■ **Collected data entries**
— Start —

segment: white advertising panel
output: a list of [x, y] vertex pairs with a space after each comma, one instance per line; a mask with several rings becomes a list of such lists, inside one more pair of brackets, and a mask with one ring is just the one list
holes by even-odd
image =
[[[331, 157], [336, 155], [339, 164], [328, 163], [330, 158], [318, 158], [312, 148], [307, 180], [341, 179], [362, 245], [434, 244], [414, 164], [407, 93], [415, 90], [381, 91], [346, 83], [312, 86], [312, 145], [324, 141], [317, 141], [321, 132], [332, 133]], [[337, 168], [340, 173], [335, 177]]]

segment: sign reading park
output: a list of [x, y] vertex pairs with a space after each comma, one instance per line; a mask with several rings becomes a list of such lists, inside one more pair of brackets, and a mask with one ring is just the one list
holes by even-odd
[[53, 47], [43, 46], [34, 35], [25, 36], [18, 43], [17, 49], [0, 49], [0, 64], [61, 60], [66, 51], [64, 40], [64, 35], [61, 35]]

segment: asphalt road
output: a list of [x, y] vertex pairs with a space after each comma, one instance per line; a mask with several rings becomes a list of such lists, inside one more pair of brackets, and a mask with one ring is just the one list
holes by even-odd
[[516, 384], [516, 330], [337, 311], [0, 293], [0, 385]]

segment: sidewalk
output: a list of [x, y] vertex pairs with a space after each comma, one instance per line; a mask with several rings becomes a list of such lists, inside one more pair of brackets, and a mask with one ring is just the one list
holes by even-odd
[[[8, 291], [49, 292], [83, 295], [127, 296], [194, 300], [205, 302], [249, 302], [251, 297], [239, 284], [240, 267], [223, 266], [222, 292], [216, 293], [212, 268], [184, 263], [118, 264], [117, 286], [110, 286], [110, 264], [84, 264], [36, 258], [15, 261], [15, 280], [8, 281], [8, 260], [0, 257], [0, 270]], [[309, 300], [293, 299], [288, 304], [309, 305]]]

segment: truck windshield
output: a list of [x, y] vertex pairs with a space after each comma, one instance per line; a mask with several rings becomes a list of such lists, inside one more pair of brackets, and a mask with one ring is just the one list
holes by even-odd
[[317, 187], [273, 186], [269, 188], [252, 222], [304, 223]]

— End —

■ **Problem**
Rewrite all of the lines above, changing "asphalt road" to "paved road" and keeping everything else the same.

■ **Complete answer**
segment: white advertising panel
output: a list of [x, y] vertex pairs with a space after each comma, one instance per line; a mask with several rings becomes a list of such lists, inside one more pair of brackets, and a mask with one ring is just the one list
holes by even-odd
image =
[[[331, 157], [336, 155], [339, 164], [328, 163], [330, 158], [318, 158], [312, 148], [307, 180], [341, 179], [362, 245], [434, 244], [414, 164], [407, 93], [415, 90], [381, 91], [346, 83], [312, 86], [312, 145], [324, 141], [317, 141], [321, 132], [332, 133]], [[337, 168], [340, 173], [335, 177]]]

segment: sign reading park
output: a list of [x, y] vertex pairs with a space after each comma, one instance per line; a mask with several rings becomes a list of such lists, inside one more pair of brackets, and a mask with one ring is just the one list
holes by even-odd
[[53, 47], [43, 46], [34, 35], [25, 36], [18, 43], [17, 49], [0, 49], [0, 64], [61, 60], [66, 51], [64, 40], [64, 35], [61, 35]]

segment: paved road
output: a list of [x, y] vertex pairs with a space after each comma, one instance per line; a mask with several rings becomes a list of such lists, inside one more pair of brackets, and a mask with one ring is just the one list
holes by even-odd
[[516, 384], [516, 330], [337, 311], [0, 293], [0, 385]]

segment: sidewalk
output: a list of [x, y] vertex pairs with a space after each comma, one instance per line; a mask with several rings becomes a list of such lists, inside one more pair of brackets, and a mask with one ring is just the one list
holes by even-odd
[[[8, 291], [49, 292], [83, 295], [127, 296], [194, 300], [205, 302], [249, 302], [251, 297], [239, 284], [240, 267], [223, 266], [222, 292], [216, 293], [212, 268], [184, 263], [118, 264], [117, 286], [110, 286], [110, 264], [84, 264], [36, 258], [15, 261], [15, 280], [8, 281], [8, 260], [0, 257], [0, 270]], [[309, 300], [293, 299], [288, 304], [309, 305]]]

segment: truck windshield
output: a list of [x, y] vertex pairs with a space after each comma, one instance per line; a mask with several rings becomes a list of such lists, inside one more pair of brackets, and a mask with one ring is just the one list
holes by even-odd
[[317, 187], [273, 186], [269, 188], [252, 222], [304, 223]]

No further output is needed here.